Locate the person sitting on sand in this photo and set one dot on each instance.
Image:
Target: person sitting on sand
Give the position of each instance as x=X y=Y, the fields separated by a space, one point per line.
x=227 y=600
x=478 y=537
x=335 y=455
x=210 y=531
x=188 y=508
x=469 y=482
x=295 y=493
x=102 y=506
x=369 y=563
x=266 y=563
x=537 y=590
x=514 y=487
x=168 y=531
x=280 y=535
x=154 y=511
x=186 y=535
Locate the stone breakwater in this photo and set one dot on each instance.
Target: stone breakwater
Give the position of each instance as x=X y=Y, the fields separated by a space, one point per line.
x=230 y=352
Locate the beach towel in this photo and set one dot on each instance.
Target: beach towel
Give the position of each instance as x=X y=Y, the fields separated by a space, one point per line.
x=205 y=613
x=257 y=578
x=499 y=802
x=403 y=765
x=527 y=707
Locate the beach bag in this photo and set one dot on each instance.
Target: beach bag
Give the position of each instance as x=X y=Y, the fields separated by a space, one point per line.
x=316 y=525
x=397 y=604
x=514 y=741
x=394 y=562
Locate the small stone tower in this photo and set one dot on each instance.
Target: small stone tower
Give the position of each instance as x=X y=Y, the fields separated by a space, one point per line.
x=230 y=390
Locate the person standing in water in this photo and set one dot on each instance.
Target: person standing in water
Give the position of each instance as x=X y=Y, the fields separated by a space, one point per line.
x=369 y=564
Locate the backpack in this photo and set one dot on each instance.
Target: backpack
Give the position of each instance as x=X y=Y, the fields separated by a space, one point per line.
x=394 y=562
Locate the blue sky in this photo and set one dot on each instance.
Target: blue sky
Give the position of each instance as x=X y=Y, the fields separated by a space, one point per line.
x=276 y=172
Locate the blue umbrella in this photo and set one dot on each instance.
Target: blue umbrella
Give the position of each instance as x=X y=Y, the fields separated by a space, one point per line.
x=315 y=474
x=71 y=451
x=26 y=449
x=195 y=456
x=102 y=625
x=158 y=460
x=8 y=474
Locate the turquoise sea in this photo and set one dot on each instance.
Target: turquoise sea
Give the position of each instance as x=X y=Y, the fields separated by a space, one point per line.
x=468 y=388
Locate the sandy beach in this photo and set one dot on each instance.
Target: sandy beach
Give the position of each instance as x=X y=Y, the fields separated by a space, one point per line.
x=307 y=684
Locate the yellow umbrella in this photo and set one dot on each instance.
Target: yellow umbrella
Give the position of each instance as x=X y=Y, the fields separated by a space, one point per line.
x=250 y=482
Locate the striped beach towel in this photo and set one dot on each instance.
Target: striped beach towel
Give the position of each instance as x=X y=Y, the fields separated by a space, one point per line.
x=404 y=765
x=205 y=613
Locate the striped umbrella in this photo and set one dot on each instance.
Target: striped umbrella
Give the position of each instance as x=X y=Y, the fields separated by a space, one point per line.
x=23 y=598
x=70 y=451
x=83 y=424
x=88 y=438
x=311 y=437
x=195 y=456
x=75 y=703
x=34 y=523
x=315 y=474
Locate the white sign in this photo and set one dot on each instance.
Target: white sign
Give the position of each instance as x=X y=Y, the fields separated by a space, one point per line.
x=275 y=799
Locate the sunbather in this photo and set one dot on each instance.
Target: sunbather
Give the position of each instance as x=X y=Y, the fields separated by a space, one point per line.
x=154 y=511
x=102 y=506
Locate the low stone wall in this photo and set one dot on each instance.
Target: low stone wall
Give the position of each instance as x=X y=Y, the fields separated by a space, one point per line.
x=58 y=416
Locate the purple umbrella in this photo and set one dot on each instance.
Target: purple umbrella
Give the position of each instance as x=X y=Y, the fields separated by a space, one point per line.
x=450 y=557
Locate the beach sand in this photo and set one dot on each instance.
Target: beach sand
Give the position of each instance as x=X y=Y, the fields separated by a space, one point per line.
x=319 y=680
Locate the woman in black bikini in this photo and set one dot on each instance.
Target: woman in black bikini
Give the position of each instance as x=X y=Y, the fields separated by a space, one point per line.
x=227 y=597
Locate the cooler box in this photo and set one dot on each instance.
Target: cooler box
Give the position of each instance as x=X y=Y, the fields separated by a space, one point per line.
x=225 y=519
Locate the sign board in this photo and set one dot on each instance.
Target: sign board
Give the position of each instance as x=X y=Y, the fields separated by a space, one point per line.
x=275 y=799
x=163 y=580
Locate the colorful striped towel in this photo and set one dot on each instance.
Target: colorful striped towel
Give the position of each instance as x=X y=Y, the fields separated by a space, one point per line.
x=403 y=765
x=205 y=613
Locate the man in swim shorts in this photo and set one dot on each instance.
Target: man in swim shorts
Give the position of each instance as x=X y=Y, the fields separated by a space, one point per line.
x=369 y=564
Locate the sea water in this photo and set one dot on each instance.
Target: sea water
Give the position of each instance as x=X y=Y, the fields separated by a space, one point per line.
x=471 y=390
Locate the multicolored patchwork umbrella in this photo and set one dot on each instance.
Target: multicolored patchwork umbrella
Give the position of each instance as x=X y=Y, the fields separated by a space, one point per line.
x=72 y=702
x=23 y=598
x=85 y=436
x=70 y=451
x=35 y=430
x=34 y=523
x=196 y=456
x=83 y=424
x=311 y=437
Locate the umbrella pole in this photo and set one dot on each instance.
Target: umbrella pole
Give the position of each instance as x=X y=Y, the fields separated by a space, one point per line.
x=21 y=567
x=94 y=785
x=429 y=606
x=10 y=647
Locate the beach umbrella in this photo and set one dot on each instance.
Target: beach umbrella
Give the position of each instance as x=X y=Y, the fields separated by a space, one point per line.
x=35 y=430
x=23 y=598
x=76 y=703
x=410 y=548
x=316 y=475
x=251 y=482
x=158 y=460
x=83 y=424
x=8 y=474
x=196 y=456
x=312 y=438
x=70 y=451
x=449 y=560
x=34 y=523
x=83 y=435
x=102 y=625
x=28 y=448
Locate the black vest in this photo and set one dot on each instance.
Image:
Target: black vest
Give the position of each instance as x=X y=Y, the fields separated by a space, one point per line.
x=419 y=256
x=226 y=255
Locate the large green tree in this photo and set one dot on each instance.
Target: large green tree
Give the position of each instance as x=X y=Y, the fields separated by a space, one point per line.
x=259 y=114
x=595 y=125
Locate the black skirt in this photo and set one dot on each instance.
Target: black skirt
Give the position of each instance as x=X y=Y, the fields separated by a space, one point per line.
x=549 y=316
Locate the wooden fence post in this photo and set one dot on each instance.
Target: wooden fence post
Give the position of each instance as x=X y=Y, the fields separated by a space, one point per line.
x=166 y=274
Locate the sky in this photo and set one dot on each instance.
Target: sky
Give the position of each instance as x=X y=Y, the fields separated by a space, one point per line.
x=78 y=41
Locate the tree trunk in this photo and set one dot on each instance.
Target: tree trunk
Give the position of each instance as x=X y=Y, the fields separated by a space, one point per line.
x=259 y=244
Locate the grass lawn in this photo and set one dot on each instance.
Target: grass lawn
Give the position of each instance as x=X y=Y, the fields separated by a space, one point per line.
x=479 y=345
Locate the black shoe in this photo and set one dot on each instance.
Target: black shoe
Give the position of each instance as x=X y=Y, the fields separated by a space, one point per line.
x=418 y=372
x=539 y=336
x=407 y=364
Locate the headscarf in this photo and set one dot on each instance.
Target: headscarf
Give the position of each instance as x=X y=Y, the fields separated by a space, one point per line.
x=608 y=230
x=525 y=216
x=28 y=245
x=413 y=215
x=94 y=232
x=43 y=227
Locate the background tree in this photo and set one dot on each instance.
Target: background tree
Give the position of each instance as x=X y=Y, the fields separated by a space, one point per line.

○ ○ ○ ○ ○ ○ ○

**Activity**:
When you output the entries, keep every line exactly as it appears above.

**Answer for this exercise**:
Locate the person sitting on sand in this photo and set one dot on each instance.
Image:
Target: person sitting on sand
Give the position of each instance as x=X y=Y, the fields separated by a space, one point per line.
x=227 y=600
x=478 y=537
x=335 y=455
x=210 y=531
x=188 y=508
x=469 y=482
x=295 y=493
x=102 y=506
x=369 y=563
x=266 y=563
x=537 y=590
x=514 y=487
x=168 y=531
x=280 y=535
x=154 y=511
x=186 y=535
Locate the stone breakwater in this photo and set one dot on each instance.
Target: stone breakwater
Give the position of each instance as x=X y=Y, the fields separated by a space, one point per line.
x=230 y=352
Locate the beach towel in this photo and set one dot on each instance.
Target: beach towel
Give the position of each instance as x=X y=Y, the fields separated by a space, one point per line.
x=205 y=613
x=257 y=578
x=499 y=802
x=403 y=765
x=527 y=707
Locate the beach bag in this photo and set one dot on each instance.
Target: beach bag
Give the position of each instance as x=X y=Y, the fields separated by a space, one point per line.
x=316 y=525
x=397 y=604
x=514 y=741
x=394 y=562
Locate the small stone tower in this photo and set one dot on each instance.
Target: small stone tower
Give the position of each instance as x=X y=Y, the fields separated by a space, one point per line.
x=230 y=390
Locate the person standing in water in this photo and set one dot on each instance.
Target: person standing in water
Give the position of each instance as x=X y=Y, the fields separated by a space, one point per line.
x=369 y=564
Locate the backpack in this photo and set one dot on each instance.
Target: backpack
Give the position of each instance as x=X y=Y, the fields separated by a space, one point per line.
x=394 y=562
Locate the blue sky in this photo and set one dot on each instance.
Target: blue sky
Give the position of each instance as x=X y=Y, the fields separated by a space, one point per line.
x=276 y=172
Locate the blue umbrella in this photo and set one dot on each instance.
Target: blue umbrella
Give the position of each instance as x=X y=Y, the fields separated by a space, one point per line.
x=315 y=474
x=71 y=451
x=26 y=449
x=195 y=456
x=102 y=625
x=158 y=460
x=8 y=474
Locate the turquoise sea in this photo and set one dot on each instance.
Target: turquoise sea
Give the position of each instance as x=X y=Y, the fields separated by a space, one point per line.
x=468 y=388
Locate the sandy beach in this photo and set one dot on each instance.
Target: sandy beach
Give the position of each instance as x=X y=Y, the fields separated by a space, one point per line.
x=307 y=684
Locate the yellow umbrella in this photo and set one dot on each instance.
Target: yellow umbrella
Give the position of each instance as x=X y=Y, the fields separated by a space, one point per line.
x=250 y=482
Locate the striped beach towel in this photo and set one dot on each instance.
Target: striped beach towel
Give the position of each instance as x=X y=Y, the fields separated by a space, one point per line.
x=404 y=765
x=205 y=613
Locate the striped umbrella in this photo and set one dot on each instance.
Target: striped umbrella
Give the position of each instance as x=X y=Y, the fields separated by a space, one point per line.
x=23 y=598
x=70 y=451
x=83 y=424
x=88 y=438
x=311 y=437
x=195 y=456
x=75 y=703
x=34 y=523
x=315 y=474
Locate the white sign in this photo and set one dot on each instance.
Target: white sign
Give the position of each instance as x=X y=Y, the fields separated by a space, one point per line.
x=275 y=799
Locate the sunbather in this photo and set one dot on each instance.
Target: sunbather
Give the position of each instance as x=X y=Y, the fields separated by a space, one point per line.
x=154 y=511
x=102 y=506
Locate the low stone wall in this photo and set one dot on each instance.
Target: low stone wall
Give the position of each instance as x=X y=Y, the fields separated by a space, one point per line.
x=58 y=416
Locate the purple umbrella in this photo and set one dot on each instance.
Target: purple umbrella
Give the position of each instance as x=X y=Y, the fields separated by a space, one point per line.
x=450 y=557
Locate the beach sand in this photo and set one dot on each instance.
Target: beach sand
Give the position of each instance as x=X y=Y, the fields separated by a space, one point per line.
x=319 y=680
Locate the woman in black bikini in this photo and set one dot on each instance.
Target: woman in black bikini
Give the position of each instance as x=X y=Y, the fields separated by a space, one point per line.
x=227 y=597
Locate the cooler box in this photo and set one dot on each instance.
Target: cooler box
Give the position of each instance as x=X y=Y, the fields separated by a space, one point per line.
x=225 y=519
Locate the sign board in this photo and set one dot on each instance.
Target: sign board
Give the position of each instance as x=X y=Y, the fields separated by a space, one point per line.
x=275 y=799
x=163 y=580
Locate the colorful striped towel in this photo and set one dot on each instance.
Target: colorful striped towel
Give the position of each instance as x=X y=Y, the fields separated by a space, one point per line.
x=403 y=765
x=205 y=613
Locate the man in swim shorts in this photo and set one dot on each instance.
Target: man in swim shorts
Give the position of each instance as x=X y=Y, the fields separated by a space, one point per line.
x=369 y=564
Locate the sea water in this photo and set one dot on each instance.
Target: sea water
Give the position of each instance as x=X y=Y, the fields separated by a space, one point per line.
x=471 y=390
Locate the multicolored patchwork umbrella in this photo and set one dot on each instance.
Target: multicolored patchwork umbrella
Give the position of each instance as x=X y=Y, the fields separated by a space, one point per line.
x=72 y=702
x=23 y=598
x=85 y=436
x=70 y=451
x=35 y=430
x=34 y=523
x=196 y=456
x=83 y=424
x=311 y=437
Locate the umbrella pole in this photo and set one dot on each instance.
Target: umbrella pole
Give the position of each instance as x=X y=Y, the fields separated by a space, one point per line.
x=21 y=567
x=94 y=785
x=429 y=606
x=10 y=647
Locate the beach umbrella in this photo and set one dot on each instance.
Target: beach umbrella
Give the position of each instance as x=X y=Y, the fields separated by a space, one point per line.
x=35 y=430
x=23 y=598
x=76 y=703
x=410 y=548
x=316 y=475
x=251 y=482
x=158 y=460
x=83 y=424
x=8 y=474
x=196 y=456
x=312 y=438
x=70 y=451
x=449 y=560
x=34 y=523
x=83 y=435
x=102 y=625
x=28 y=448
Locate the black vest in this photo and set one dot on each instance.
Image:
Target: black vest
Give the position of each instance as x=X y=Y, the fields separated by a space, one point per line.
x=419 y=256
x=226 y=255
Locate the large green tree in this photo and set one dot on each instance.
Target: large green tree
Give the position of each instance as x=X y=Y, the fields separated by a space, one point per line.
x=259 y=114
x=595 y=125
Locate the black skirt in this photo and set one dot on each instance.
Target: black skirt
Give the position of each instance as x=X y=Y, the fields separated by a space, one point per line.
x=549 y=316
Locate the wooden fence post in this photo and set one dot on each instance.
Target: wooden fence post
Give the position of each instance as x=X y=Y, the fields separated by a space, one point per line.
x=166 y=274
Locate the sky in this photo and set one dot on each instance.
Target: sky
Give the position of each instance as x=X y=Y, the fields separated by a space, one point per line.
x=78 y=41
Locate the tree trunk in this photo and set one dot on each instance.
Target: tree trunk
Give the position of each instance as x=X y=Y, the fields separated by a space, one point per line.
x=259 y=244
Locate the grass lawn in this photo and set one dot on each instance.
Target: grass lawn
Give the position of each instance as x=X y=Y, the fields separated by a space, one point per line.
x=479 y=345
Locate the black shoe in this photo and set one dot on each instance.
Target: black shoe
Give the position of each instance as x=X y=Y, the fields separated by a space, one point per line.
x=418 y=372
x=539 y=336
x=407 y=364
Locate the headscarf in this photo and set one dot on each instance.
Target: headscarf
Give the position of each instance as x=X y=Y, the fields separated by a space, one point per line.
x=608 y=230
x=525 y=216
x=28 y=245
x=413 y=215
x=94 y=232
x=43 y=227
Locate the background tree in this photo and set one dot on each instance.
Target: background tree
Give the position of each instance as x=X y=Y, the fields separated by a space, one point per line.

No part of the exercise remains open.